:: DATA SHOWN ::

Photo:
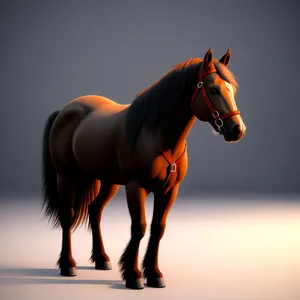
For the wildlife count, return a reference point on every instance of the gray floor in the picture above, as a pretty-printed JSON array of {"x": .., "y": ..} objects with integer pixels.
[{"x": 243, "y": 250}]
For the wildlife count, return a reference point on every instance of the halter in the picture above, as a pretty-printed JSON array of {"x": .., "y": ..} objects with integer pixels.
[{"x": 216, "y": 115}]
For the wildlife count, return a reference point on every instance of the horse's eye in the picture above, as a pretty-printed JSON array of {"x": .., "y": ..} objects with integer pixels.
[{"x": 214, "y": 91}]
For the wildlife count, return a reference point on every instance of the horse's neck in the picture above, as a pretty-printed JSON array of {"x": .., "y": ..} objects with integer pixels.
[{"x": 174, "y": 131}]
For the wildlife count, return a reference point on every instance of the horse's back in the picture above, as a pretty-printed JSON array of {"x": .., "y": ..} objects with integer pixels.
[
  {"x": 102, "y": 105},
  {"x": 86, "y": 131}
]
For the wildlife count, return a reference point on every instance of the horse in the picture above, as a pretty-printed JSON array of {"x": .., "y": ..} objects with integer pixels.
[{"x": 93, "y": 145}]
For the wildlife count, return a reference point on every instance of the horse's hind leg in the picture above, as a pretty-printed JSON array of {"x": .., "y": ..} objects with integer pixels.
[
  {"x": 99, "y": 256},
  {"x": 66, "y": 188},
  {"x": 162, "y": 205}
]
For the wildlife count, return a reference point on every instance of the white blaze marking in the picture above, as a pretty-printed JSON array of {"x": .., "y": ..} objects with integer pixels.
[{"x": 232, "y": 100}]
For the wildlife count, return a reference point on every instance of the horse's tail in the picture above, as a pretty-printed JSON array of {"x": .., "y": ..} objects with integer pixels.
[{"x": 49, "y": 177}]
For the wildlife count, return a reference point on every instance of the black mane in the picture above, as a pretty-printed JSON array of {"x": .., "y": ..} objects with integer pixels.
[{"x": 159, "y": 101}]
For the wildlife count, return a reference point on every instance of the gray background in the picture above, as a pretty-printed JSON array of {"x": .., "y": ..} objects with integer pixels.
[{"x": 53, "y": 51}]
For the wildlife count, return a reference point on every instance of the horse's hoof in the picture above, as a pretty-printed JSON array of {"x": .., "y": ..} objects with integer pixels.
[
  {"x": 156, "y": 282},
  {"x": 135, "y": 284},
  {"x": 105, "y": 265},
  {"x": 68, "y": 271}
]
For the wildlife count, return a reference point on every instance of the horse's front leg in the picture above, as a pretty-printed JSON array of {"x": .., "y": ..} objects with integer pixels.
[
  {"x": 136, "y": 198},
  {"x": 162, "y": 206}
]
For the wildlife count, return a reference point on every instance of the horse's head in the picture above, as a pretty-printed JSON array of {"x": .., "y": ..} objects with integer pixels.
[{"x": 216, "y": 101}]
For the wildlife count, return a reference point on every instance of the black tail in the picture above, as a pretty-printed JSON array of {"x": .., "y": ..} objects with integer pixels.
[{"x": 50, "y": 191}]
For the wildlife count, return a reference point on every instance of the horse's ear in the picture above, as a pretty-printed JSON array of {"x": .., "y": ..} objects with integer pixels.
[
  {"x": 225, "y": 58},
  {"x": 208, "y": 58}
]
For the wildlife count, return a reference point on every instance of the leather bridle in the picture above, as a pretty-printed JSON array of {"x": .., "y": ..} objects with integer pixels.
[{"x": 216, "y": 115}]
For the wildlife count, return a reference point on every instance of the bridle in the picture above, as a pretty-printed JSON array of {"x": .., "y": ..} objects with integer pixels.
[{"x": 216, "y": 115}]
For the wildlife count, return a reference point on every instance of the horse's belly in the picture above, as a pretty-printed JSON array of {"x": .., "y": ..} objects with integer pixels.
[{"x": 94, "y": 147}]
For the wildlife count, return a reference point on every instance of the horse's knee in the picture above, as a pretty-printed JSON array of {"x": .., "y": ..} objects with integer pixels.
[
  {"x": 158, "y": 229},
  {"x": 138, "y": 230}
]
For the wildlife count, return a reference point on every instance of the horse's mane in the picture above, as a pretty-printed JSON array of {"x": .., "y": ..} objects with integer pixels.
[{"x": 159, "y": 101}]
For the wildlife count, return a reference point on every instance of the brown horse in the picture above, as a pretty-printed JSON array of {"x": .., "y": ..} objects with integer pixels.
[{"x": 94, "y": 145}]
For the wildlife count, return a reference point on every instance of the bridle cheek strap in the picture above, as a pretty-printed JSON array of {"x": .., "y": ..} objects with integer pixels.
[{"x": 218, "y": 119}]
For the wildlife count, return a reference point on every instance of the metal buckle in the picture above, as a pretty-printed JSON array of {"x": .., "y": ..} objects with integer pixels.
[
  {"x": 219, "y": 125},
  {"x": 215, "y": 114},
  {"x": 199, "y": 85},
  {"x": 173, "y": 168}
]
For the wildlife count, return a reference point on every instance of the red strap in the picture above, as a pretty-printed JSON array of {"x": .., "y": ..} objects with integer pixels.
[
  {"x": 173, "y": 165},
  {"x": 210, "y": 106}
]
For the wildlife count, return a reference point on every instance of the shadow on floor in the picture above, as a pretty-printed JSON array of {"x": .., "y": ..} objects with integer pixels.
[{"x": 17, "y": 276}]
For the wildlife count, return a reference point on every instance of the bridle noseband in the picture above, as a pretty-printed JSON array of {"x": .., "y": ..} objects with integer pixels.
[{"x": 216, "y": 115}]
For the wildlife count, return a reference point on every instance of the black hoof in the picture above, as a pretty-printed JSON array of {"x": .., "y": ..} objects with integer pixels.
[
  {"x": 156, "y": 282},
  {"x": 135, "y": 284},
  {"x": 68, "y": 271},
  {"x": 105, "y": 265}
]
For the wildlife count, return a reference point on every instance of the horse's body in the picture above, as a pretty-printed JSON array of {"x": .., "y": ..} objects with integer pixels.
[{"x": 94, "y": 145}]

:::

THE REQUEST:
Every line of text is to be repeated exactly; pictures are left out.

TASK RESULT:
Photo:
For the wildlife count, return a reference point on every instance of the gray floor in the picture above, as a pretty-printed JSON array of {"x": .., "y": ..} objects with integer pixels.
[{"x": 243, "y": 250}]
For the wildlife count, return a reference point on every instance of the halter in the picture above, as a pretty-printed JSON array of {"x": .., "y": ..} objects with integer pixels.
[{"x": 216, "y": 115}]
For the wildlife count, return a reference point on every instance of the horse's eye in the picture above, as a pretty-printed JSON array of {"x": .., "y": ..} objects with integer pixels.
[{"x": 214, "y": 91}]
For the wildlife count, return a reference point on every instance of the horse's neck in the picture above, as a pretty-printed JSON array of {"x": .., "y": ..} objects with integer pixels.
[{"x": 174, "y": 131}]
For the wildlife count, return a reference point on every instance of the horse's back in the picture above, as a pretty-printed JSON array of {"x": .., "y": ..} objects with integer pixels.
[
  {"x": 102, "y": 105},
  {"x": 86, "y": 131}
]
For the wildlife count, return a reference point on every instance of the horse in the picture above, as a pretty-printed JSON array of {"x": .., "y": ..} objects with integer pixels.
[{"x": 93, "y": 145}]
For the wildlife count, return a reference point on every instance of the horse's hind leg in the picture above, as a pretty-printed JSON array of {"x": .., "y": ..} objects with integer pixels.
[
  {"x": 99, "y": 256},
  {"x": 66, "y": 188},
  {"x": 162, "y": 205}
]
For the wildlife count, return a reference point on every instance of the white blaze marking in the picture above, as a pretty-printed JSON array of {"x": .., "y": ..} objects with integer pixels.
[{"x": 232, "y": 100}]
For the wildlife count, return a reference point on every instance of the horse's tail in the picture above, as a pretty-printed JSON array of {"x": .., "y": ..} objects with integer pixels.
[{"x": 49, "y": 177}]
For the wildlife count, return a reference point on every instance of the black mane in the picture above, as a pretty-printed JSON array of {"x": .., "y": ..} objects with integer pixels.
[{"x": 159, "y": 101}]
For the wildlife count, return a reference point on every instance of the gray background in the picture above, as a pretty-printed JSON array of {"x": .., "y": ..} objects with integer pixels.
[{"x": 53, "y": 51}]
For the wildlife count, return a reference point on every instance of the horse's hoof in the picture above, as a pretty-printed JSON array of {"x": .., "y": ..} objects with integer pixels.
[
  {"x": 156, "y": 282},
  {"x": 135, "y": 284},
  {"x": 105, "y": 265},
  {"x": 68, "y": 271}
]
For the wildlife count, return a reference point on every instance of the horse's front leg in the picture above, as a pretty-printed JSON array of {"x": .., "y": ..} objects with integer pixels.
[
  {"x": 136, "y": 198},
  {"x": 162, "y": 206}
]
For the wildlife count, return a reference point on every instance of the horse's head in the picture above, as a pretty-printed JSON array of {"x": .., "y": ..} objects with integer pixels.
[{"x": 216, "y": 101}]
For the wildlife count, return a reference point on every instance of the black tail in the picture above, as a pretty-printed JSON array of {"x": .., "y": ..} objects with integer pixels.
[{"x": 50, "y": 191}]
For the wildlife count, return a reference point on every instance of the horse's ear in the picture above, as a pretty-printed JSON array of {"x": .., "y": ..} objects with integer pixels.
[
  {"x": 225, "y": 58},
  {"x": 208, "y": 58}
]
For the wildlife count, return a reference point on every instance of the leather bridle in the picture above, as a pretty-printed JSON array of {"x": .., "y": ..} objects with integer pixels.
[{"x": 216, "y": 115}]
For the wildlife count, return a reference point on every instance of the bridle in the picture above, as a pretty-printed JSON array of {"x": .., "y": ..} objects with integer pixels.
[{"x": 216, "y": 115}]
For the wildlife count, return a reference point on every instance of the horse's belly in the picture above, as a pretty-printed JSON array of {"x": .., "y": ..} objects with integer pixels.
[{"x": 94, "y": 147}]
For the wildlife count, return a reference point on every instance of the horse's knee in the picture above, as a pretty-printed JSON array of {"x": .., "y": ..} objects with integer pixels.
[
  {"x": 158, "y": 229},
  {"x": 138, "y": 230}
]
For the wildlife count, return a reference point on every instance of the horse's mane in the picture above, as a pretty-printed JSON array of {"x": .., "y": ..} objects with integer pixels.
[{"x": 159, "y": 101}]
For the wildlife count, return a reference point on every instance of the brown horse in the picture above, as a pretty-printed JSON array of {"x": .., "y": ..} objects with integer pixels.
[{"x": 94, "y": 145}]
For the wildlife count, return a reference point on every instance of the bridle cheek strap in the picture above, as a pretty-printed JSON array of {"x": .., "y": ..} objects with integer pixels.
[{"x": 218, "y": 119}]
For the wildlife count, return a reference point on every instance of the metal buckle in the picture above, as a pretty-printed JSON array of {"x": .., "y": ..} objects with integer pixels.
[
  {"x": 219, "y": 125},
  {"x": 215, "y": 114},
  {"x": 199, "y": 85},
  {"x": 173, "y": 168}
]
For the wildlife count, return a reference point on every instance of the red strap in the picture above, as a pretty-printed JSON array of {"x": .., "y": ..} objects with integer pixels.
[
  {"x": 173, "y": 165},
  {"x": 210, "y": 106}
]
For the wildlife count, return a reference point on every instance of the shadow on floor in the picture above, as a pretty-printed JSON array of {"x": .., "y": ..} objects with integer pixels.
[{"x": 17, "y": 276}]
For the wildlife count, return a reference point on every instance of the bridle noseband in the picture above, as a pretty-printed JSON array of {"x": .., "y": ..} objects with integer pixels.
[{"x": 216, "y": 115}]
For the wildlife count, return a reference point on every instance of the black hoof in the picture above, as a pretty-printed JSON array of {"x": .., "y": ..} objects with integer pixels.
[
  {"x": 156, "y": 282},
  {"x": 135, "y": 284},
  {"x": 68, "y": 271},
  {"x": 105, "y": 265}
]
For the wildlife count, return a reference point on every instance of the horse's body in the picture above, as a pretty-printed JSON array of {"x": .., "y": ..} objects with integer pixels.
[{"x": 94, "y": 145}]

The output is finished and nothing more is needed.